• **Record extracts**
○ ○ ○ ○ ○ ○ ○

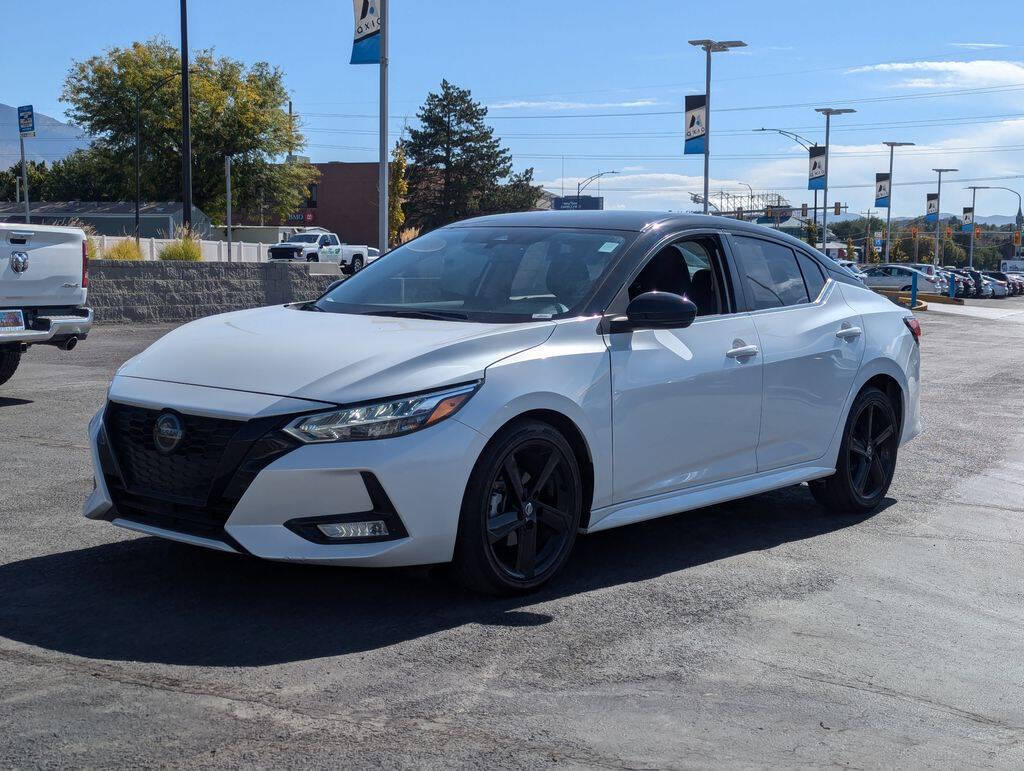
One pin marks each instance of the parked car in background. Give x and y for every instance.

○ ○ ○ ○ ○ ○ ○

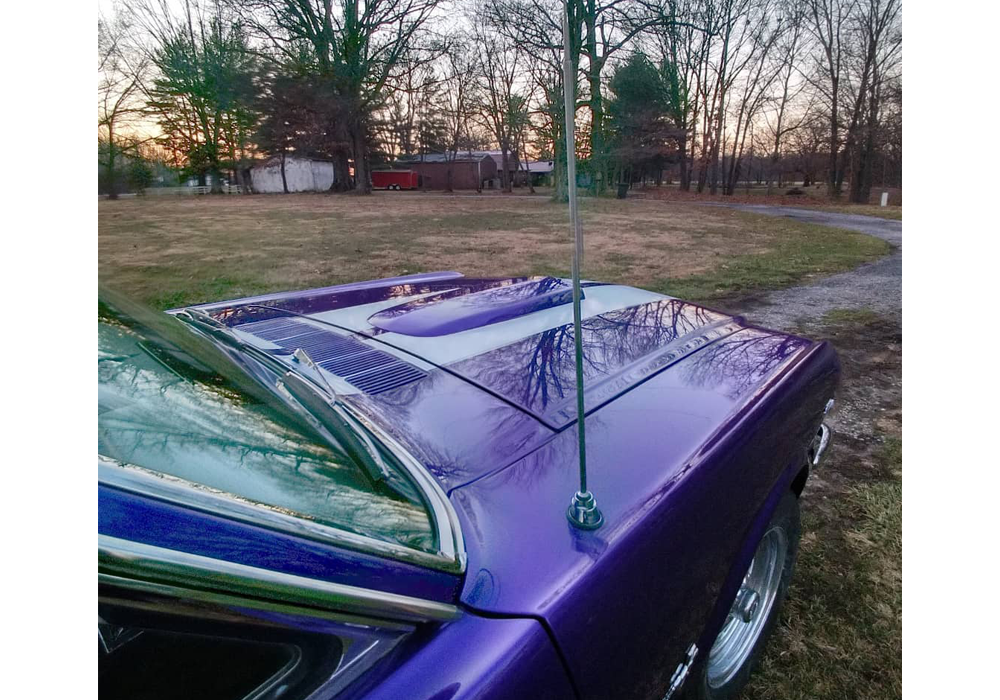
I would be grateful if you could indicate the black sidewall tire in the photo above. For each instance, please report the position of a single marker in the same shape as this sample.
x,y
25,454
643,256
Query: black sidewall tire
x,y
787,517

○ ○ ○ ○ ○ ○ ○

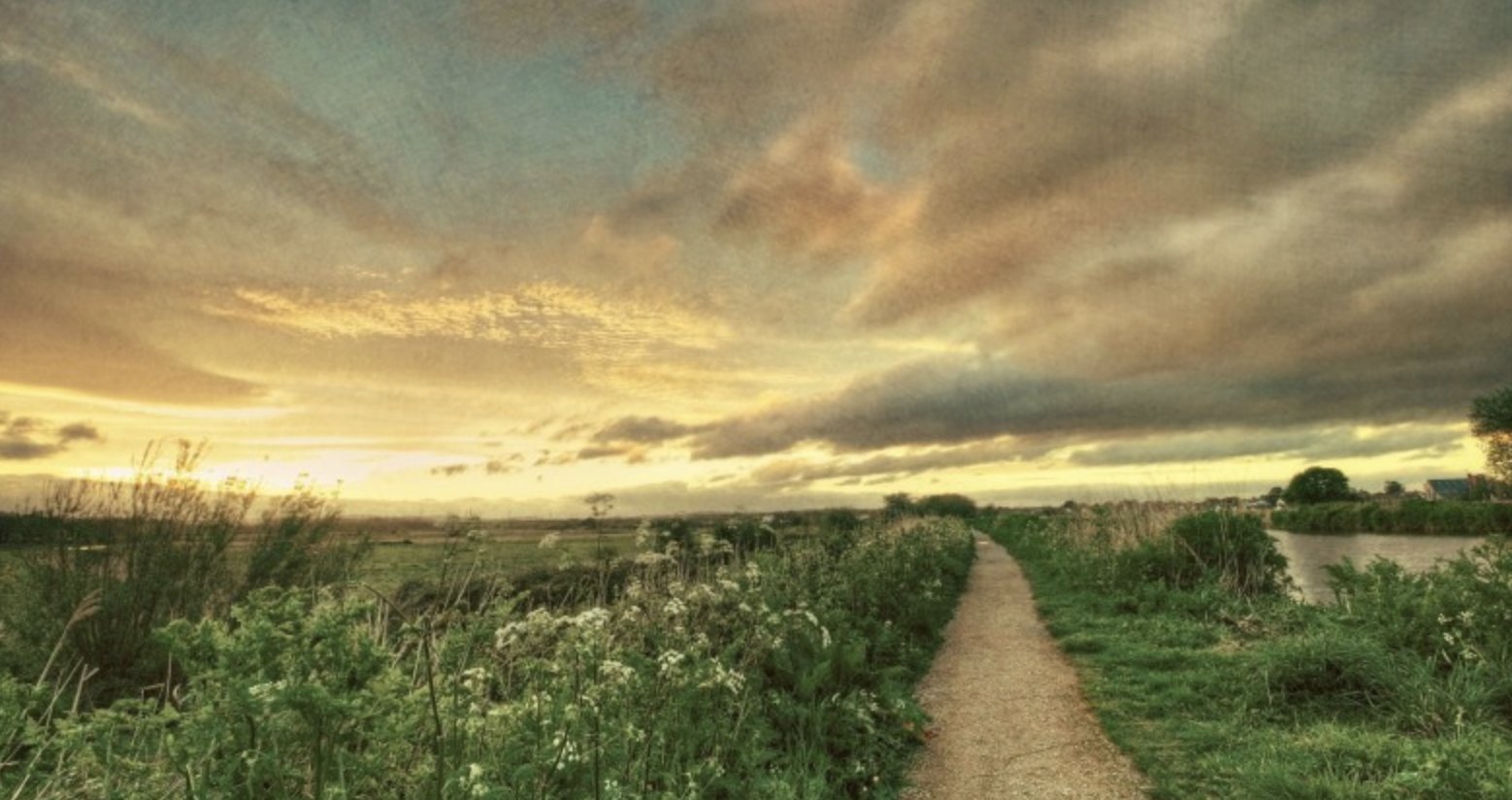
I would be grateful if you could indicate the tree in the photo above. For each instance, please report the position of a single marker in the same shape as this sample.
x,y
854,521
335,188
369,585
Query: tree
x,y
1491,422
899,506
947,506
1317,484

○ ○ ○ ○ ○ ○ ○

• **Problem statement**
Pull out every line of the listing above that contains the string "Query". Case counts.

• **Final answer**
Query: black sidewall tire
Query: tree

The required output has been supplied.